Por Luis Bruschtein.
En la Asamblea General de la OEA que se realiza en Lima, Hillary Clinton tanteó a los demás cancilleres para lograr la reincorporación de Honduras. La mayoría de los países latinoamericanos se mostró renuente para abrirle la puerta al presidente Porfirio Lobo, porque no ha tomado ninguna medida contra los militares que dieron el golpe en su país. Clinton desistió y el consenso fue que la OEA no trataría ese tema en público. No quieren poner más en evidencia la debilidad de Lobo y tampoco quieren que cualquier medida contra los golpistas sea interpretada como una imposición. Por historia y por sobrevivencia, el golpismo militar siempre será importante para los gobiernos civiles de la región, nunca un tema menor. Por eso las declaraciones del embajador chileno en Buenos Aires, Miguel Otero, producen tanto ruido.

(Datos proporcionados)
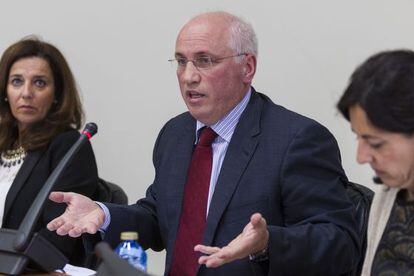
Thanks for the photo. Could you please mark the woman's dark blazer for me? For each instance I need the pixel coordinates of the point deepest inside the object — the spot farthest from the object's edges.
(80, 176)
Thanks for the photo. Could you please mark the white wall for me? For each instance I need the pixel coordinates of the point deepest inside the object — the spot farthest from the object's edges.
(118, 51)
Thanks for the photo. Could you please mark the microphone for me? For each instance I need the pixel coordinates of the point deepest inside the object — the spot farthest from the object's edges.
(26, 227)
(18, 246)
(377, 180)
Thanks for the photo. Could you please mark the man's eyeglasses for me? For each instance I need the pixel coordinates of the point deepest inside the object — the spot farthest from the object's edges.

...

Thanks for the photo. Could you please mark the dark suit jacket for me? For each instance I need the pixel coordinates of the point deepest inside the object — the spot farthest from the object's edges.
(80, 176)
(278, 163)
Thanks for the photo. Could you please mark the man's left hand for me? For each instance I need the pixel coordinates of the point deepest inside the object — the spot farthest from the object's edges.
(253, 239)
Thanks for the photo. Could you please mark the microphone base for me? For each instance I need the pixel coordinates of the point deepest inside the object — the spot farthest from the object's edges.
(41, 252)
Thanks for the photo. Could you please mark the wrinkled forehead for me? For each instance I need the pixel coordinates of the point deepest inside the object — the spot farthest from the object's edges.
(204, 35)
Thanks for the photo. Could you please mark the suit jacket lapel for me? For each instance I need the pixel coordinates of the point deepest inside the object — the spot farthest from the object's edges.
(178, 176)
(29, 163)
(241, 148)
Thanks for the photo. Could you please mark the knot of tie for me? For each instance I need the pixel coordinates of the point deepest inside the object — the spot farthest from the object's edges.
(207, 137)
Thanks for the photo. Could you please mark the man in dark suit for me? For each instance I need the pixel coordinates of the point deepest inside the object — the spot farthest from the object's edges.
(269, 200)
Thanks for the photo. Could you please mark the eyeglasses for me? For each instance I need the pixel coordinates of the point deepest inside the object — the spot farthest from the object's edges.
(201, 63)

(Tareas a realizar)
[A] Transcribe palabra por palabra todo lo que va desde "Por Luis Bruschtein." hasta "producen tanto ruido." en el texto sobre Honduras y la OEA.
[B] Según el texto sobre Honduras y la OEA, ¿por qué la mayoría de los países latinoamericanos se mostró renuente a abrirle la puerta al presidente Porfirio Lobo? Responde en una a tres oraciones.
[C] Indica si cada afirmación concuerda con el texto sobre Honduras y la OEA, con un sí o un no y las palabras exactas del texto que lo deciden: (i) Hillary Clinton insistió hasta lograr la reincorporación de Honduras. (ii) La Asamblea General de la OEA se realiza en Lima. (iii) Miguel Otero es el embajador chileno en Buenos Aires.
Las filas no hacen falta para nada de lo que se pide.

(Respuestas correctas)
[A]
Por Luis Bruschtein.
En la Asamblea General de la OEA que se realiza en Lima, Hillary Clinton tanteó a los demás cancilleres para lograr la reincorporación de Honduras. La mayoría de los países latinoamericanos se mostró renuente para abrirle la puerta al presidente Porfirio Lobo, porque no ha tomado ninguna medida contra los militares que dieron el golpe en su país. Clinton desistió y el consenso fue que la OEA no trataría ese tema en público. No quieren poner más en evidencia la debilidad de Lobo y tampoco quieren que cualquier medida contra los golpistas sea interpretada como una imposición. Por historia y por sobrevivencia, el golpismo militar siempre será importante para los gobiernos civiles de la región, nunca un tema menor. Por eso las declaraciones del embajador chileno en Buenos Aires, Miguel Otero, producen tanto ruido.

[B] Porque Lobo no ha tomado ninguna medida contra los militares que dieron el golpe en su país.

[C]
(i) No: "Clinton desistió".
(ii) Sí: "En la Asamblea General de la OEA que se realiza en Lima".
(iii) Sí: "el embajador chileno en Buenos Aires, Miguel Otero".